▶ Texte fourni
──────────────────────────────

Comme dans du coton...
Ce matin j'ai déposé Sibylle à son cours de musique et me suis réfugiée à la bibliothéque comme à mon habitude. Les rituels rassurent à tout âge.
C'est un grand cube de verre, moderne, clair et calme. Une bibliothèque où l'on se sent bien dès que l'on en franchit le seuil. Aujourd'hui J'ai flâné dans les rayons, juste par plaisir, pour savourer nonchalemment le précieux temps de liberté que j'ai. Peut-être aussi parce que cela me rappelle l'époque où, étudiante, j'arpentais les rayonnages de la bibliothèque de la fac du Mirail. J'arrive encore à me rappeler cette odeur particulière que j'aime tant. Un mélange de poussière, de cuir et de vieux papiers, "l'odeur des temps passés" comme le dit si bien Murakami. On ne retrouve pas cette odeur ici mais qu'importe, le plaisir est là.
Je m'installe sur une chaise, dos à la baie vitrée qui s'ouvre sur la rue dans ce qui fait office de salle des périodiques.
Dehors, un homme jeune, pantalon large en coton kaki, pull blanc à rayures bleues, tennis jaune, traverse la rue avec un enfant dans les bras. L'enfant tient un ballon rouge dans ses petites mains. Et ces éclats de couleur dans le ciel et la rue qui se confondent dans les gris ravivent le présent comme un joli tableau le ferait sur un mur blanc.

──────────────────────────────

▶ Extrait des données
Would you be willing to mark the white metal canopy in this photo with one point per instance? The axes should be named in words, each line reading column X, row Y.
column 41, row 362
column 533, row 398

──────────────────────────────

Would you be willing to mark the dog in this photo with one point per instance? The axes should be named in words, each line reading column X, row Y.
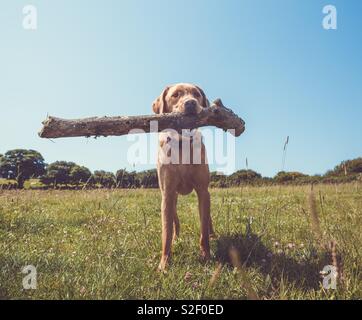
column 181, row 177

──────────────────────────────

▶ Consigne 1
Mettez à jour le passage du texte fourni qui commence aux mots « C'est un grand » et s'arrête après « salle des périodiques. », en y remplaçant « chaise » par « banquette ».
▶ Consigne 2
Répondez aux questions suivantes à partir du texte fourni.
(a) Où Sibylle est-elle déposée ce matin ?
(b) De quelle bibliothèque universitaire le texte évoque-t-il les rayonnages ?
(c) De quelle couleur est le ballon que tient l'enfant ?
▶ Consigne 3
Expliquez en une à trois phrases pourquoi, selon le texte fourni, la personne qui raconte flâne aujourd'hui dans les rayons.

▶ Réponse complète 1
C'est un grand cube de verre, moderne, clair et calme. Une bibliothèque où l'on se sent bien dès que l'on en franchit le seuil. Aujourd'hui J'ai flâné dans les rayons, juste par plaisir, pour savourer nonchalemment le précieux temps de liberté que j'ai. Peut-être aussi parce que cela me rappelle l'époque où, étudiante, j'arpentais les rayonnages de la bibliothèque de la fac du Mirail. J'arrive encore à me rappeler cette odeur particulière que j'aime tant. Un mélange de poussière, de cuir et de vieux papiers, "l'odeur des temps passés" comme le dit si bien Murakami. On ne retrouve pas cette odeur ici mais qu'importe, le plaisir est là.
Je m'installe sur une banquette, dos à la baie vitrée qui s'ouvre sur la rue dans ce qui fait office de salle des périodiques.

▶ Réponse complète 2
(a) À son cours de musique.
(b) De la bibliothèque de la fac du Mirail.
(c) Rouge.

▶ Réponse complète 3
Elle flâne juste par plaisir, pour savourer le précieux temps de liberté dont elle dispose. C'est peut-être aussi parce que cela lui rappelle l'époque où, étudiante, elle arpentait les rayonnages de la bibliothèque de la fac du Mirail.